Print the complete set of entries exactly.
==== Material supplied
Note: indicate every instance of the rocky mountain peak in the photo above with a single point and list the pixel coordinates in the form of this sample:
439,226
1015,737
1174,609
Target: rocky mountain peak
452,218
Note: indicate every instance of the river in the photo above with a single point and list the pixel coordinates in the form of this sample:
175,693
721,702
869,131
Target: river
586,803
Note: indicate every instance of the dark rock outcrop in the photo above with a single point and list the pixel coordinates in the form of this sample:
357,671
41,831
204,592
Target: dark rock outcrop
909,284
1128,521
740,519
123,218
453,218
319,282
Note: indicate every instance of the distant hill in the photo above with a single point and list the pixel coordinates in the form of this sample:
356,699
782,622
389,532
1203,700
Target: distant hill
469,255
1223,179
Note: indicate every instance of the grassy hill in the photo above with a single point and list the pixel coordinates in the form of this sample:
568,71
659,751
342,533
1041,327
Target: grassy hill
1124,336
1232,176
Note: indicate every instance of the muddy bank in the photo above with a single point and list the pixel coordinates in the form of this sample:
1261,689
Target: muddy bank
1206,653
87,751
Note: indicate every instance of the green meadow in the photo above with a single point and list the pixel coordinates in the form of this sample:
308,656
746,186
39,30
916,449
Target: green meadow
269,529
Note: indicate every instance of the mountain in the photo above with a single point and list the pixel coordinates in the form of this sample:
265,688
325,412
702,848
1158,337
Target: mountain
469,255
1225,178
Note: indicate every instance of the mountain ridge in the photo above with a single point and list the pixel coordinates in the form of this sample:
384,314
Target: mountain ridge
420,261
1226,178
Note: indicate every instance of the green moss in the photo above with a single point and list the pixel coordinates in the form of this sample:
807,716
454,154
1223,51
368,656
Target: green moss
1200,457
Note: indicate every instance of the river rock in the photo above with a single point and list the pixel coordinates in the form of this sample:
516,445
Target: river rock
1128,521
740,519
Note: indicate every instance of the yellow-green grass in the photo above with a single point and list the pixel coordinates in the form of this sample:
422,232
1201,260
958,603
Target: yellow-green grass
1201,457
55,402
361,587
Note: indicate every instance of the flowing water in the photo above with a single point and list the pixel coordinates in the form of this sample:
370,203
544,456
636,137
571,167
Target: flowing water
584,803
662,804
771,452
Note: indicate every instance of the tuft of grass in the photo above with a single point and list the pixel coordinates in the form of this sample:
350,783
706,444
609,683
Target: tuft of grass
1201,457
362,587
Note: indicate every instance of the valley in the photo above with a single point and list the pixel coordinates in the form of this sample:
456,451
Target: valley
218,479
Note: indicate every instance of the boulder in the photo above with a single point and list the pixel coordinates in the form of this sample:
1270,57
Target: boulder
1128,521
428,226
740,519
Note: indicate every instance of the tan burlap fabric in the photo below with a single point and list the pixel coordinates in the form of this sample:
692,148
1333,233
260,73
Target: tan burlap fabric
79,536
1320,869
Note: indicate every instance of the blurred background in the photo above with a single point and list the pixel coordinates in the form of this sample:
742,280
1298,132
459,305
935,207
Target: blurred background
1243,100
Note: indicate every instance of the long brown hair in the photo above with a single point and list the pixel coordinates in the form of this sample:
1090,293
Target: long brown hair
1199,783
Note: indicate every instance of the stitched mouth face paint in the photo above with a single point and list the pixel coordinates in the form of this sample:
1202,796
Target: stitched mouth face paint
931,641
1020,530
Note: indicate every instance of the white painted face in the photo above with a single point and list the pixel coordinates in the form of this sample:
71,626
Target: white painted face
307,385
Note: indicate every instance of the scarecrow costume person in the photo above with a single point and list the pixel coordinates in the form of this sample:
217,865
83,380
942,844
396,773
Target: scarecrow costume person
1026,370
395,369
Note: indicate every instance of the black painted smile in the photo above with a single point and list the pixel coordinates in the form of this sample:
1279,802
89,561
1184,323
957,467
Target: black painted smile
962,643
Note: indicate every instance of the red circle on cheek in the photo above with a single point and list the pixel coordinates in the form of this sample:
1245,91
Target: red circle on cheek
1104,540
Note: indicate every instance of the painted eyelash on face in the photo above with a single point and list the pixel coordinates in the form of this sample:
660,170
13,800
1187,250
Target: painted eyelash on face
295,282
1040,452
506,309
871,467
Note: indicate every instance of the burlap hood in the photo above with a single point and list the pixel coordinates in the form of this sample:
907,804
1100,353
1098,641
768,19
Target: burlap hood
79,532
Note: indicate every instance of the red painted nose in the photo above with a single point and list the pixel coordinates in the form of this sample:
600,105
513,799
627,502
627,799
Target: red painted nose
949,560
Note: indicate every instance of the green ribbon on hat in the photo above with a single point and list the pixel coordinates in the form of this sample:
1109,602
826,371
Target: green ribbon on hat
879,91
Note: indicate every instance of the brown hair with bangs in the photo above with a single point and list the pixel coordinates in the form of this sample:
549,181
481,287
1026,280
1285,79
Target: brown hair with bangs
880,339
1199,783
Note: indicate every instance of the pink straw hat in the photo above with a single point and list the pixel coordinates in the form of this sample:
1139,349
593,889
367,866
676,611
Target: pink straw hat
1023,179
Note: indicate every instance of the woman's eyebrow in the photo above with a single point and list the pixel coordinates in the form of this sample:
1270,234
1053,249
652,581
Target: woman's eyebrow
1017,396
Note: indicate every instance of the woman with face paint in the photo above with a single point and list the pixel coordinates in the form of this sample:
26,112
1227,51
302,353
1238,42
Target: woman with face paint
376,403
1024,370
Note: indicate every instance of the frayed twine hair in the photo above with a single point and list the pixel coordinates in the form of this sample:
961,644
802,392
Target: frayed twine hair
========
_Worked solution_
Note: indicate every instance of the rocky mountain peak in the photo above with a single point and list the pixel coordinates in the form of this sample:
439,226
1015,737
1174,609
Target: rocky mountain peak
452,218
Note: indicate every instance of the river in the photo above with a single point and list the pixel coordinates in the form of this sample:
175,693
721,702
869,131
Target: river
586,803
Note: indicate every instance of the dark rock outcrop in the photo above with a single point and list the pixel coordinates in the form of this sample:
357,671
41,831
204,592
Target: dark rock outcrop
909,284
1128,521
740,519
123,218
453,218
319,282
Note: indicate every instance of the distant hill in the photo above with a single point and list the pixel coordinates in the form of this sample:
356,699
782,622
389,532
1203,700
Target: distant hill
469,255
1223,179
Note: indicate every instance of the grassy hill in the photo above with a single point and list the pixel coordinates in the form of this sample:
568,71
659,751
342,533
1041,327
Target: grassy hill
1124,336
1232,176
Note: indicate every instance of the muddy bank in the photo above with a single point and list the pixel coordinates in the form of this sample:
1261,689
Target: muddy bank
1206,653
87,751
Note: indicate every instance of the green meadow in the photo above with a single point and list the pixel coordinates in the form of this sample:
308,656
746,186
39,30
916,449
Target: green meadow
269,529
Note: indicate every instance of the mountain in the photo above with a single point and list the pixel coordinates in the form of this sample:
265,688
325,412
702,848
1158,337
Target: mountain
469,255
1225,178
Note: indicate every instance of the mountain ridge in the photo above with a single point and list the pixel coordinates in the form of this sample:
384,314
Target: mountain ridge
420,261
1226,178
Note: indicate every instance of the green moss in the photo above with a single point and list the pixel coordinates in the form of this sample:
807,716
454,154
1223,51
368,656
Target: green moss
1200,457
Note: indicate every instance of the river rock in the photo above with a single point and list the pixel coordinates in the form of this sample:
516,445
Target: river rock
1128,521
740,519
Note: indicate every instance of the yellow-green grass in the photo above with a single point and list the pixel coordinates in the form of this sample:
422,232
1201,260
958,603
Target: yellow-green grass
1201,457
55,402
361,587
Note: indicate every instance of the flowing water in the photo above with a single point and list the pixel coordinates in the form of this sample:
370,203
544,456
636,137
571,167
Target: flowing water
584,803
662,804
771,452
Note: indicate every instance of the tuft of grass in the photo above with a single point and list the pixel coordinates in the form of this sample:
350,783
706,444
609,683
Target: tuft of grass
1201,457
362,587
Note: indicate every instance of the valley in the photo above with a single point and list the pixel coordinates in the form of this sample:
456,451
Target: valley
218,479
Note: indicate every instance of the boulder in the photo above with a single point and list the pixel coordinates in the form of this sample:
1270,57
Target: boulder
1128,521
428,226
740,519
Note: indicate every instance of the tan burlap fabric in the photo below with a single point and list the pixel coordinates in the form of this sample:
692,148
1333,233
260,73
Target: tan burlap fabric
79,536
1320,869
Note: indicate every instance of the blurred background in the photo above with a single point and list the pixel coordinates in the form of this sample:
742,280
1298,132
459,305
935,207
Target: blurred background
1243,100
Note: indicate every instance of the long brown hair in the photo above with a single point and list the pixel coordinates in the form of this sample:
1090,293
Target: long brown hair
1199,783
Note: indicate every instance of the stitched mouth face paint in the photo above with a single point and list the pixel coordinates in the form of this sample:
1202,796
Target: stitched mouth face paint
931,641
1020,530
Note: indicate every instance of the white painted face in the photo above with a single point and list the pixel coordinates in the form of this sample:
71,626
Target: white painted face
307,385
Note: indicate every instance of the scarecrow costume person in the photo above with a single point and list the pixel coordinates in the form of this sample:
217,865
83,380
942,844
396,773
Target: scarecrow costume person
1026,370
395,369
Note: indicate every instance of the black painted smile in the photo above with a single point and list the pixel coordinates in the form of this sample:
1279,802
89,561
1184,323
957,467
Target: black painted smile
962,643
Note: indicate every instance of the red circle on cheek in the photo above with a single point and list the pixel coordinates in the form of this sample:
1245,91
Target: red circle on cheek
1104,540
Note: indicate every instance of the painted eyelash on face in the photo above with a single point and list the pixel coordinates in the form of this sample:
660,170
13,800
1187,250
Target: painted eyelash on face
295,282
1040,452
506,309
871,467
Note: indicate every instance of the burlap hood in the photo above with a single point and list the pixel coordinates in the form of this sample:
907,804
1100,353
1098,641
768,19
Target: burlap hood
79,532
Note: indicate every instance of the red painted nose in the photo above with a single point and list the pixel coordinates in the form of this sample:
600,105
513,799
627,502
627,799
Target: red painted nose
949,560
Note: indicate every instance of the green ribbon on hat in the photo above with a single point and list the pixel coordinates in the form of this sample:
1109,602
826,371
Target: green ribbon on hat
879,91
Note: indicate every instance of the brown hair with bangs in the photo above with a single point and list the pixel coordinates in the form of this sample:
549,181
481,287
1026,280
1285,79
Target: brown hair with bangs
880,339
1199,783
Note: indicate every instance of the pink straw hat in the photo above with a single point and list the pixel coordinates in the form of this sample:
1139,349
593,889
367,866
676,611
Target: pink straw hat
1023,179
Note: indicate every instance of the woman's eyebrow in the photo above with a single point and list the pixel coordinates in the form of this sample:
1270,234
1053,249
652,581
Target: woman's eyebrow
1017,396
Note: indicate every instance of the woman with face paint in the photo above with a single point and list the pixel coordinates in the form of this sample:
26,112
1227,51
302,353
1238,42
Target: woman with face paint
376,403
1024,370
Note: indicate every instance of the frayed twine hair in the photo above with a single point and list the pixel coordinates in the form of this sample:
961,644
802,392
Target: frayed twine hair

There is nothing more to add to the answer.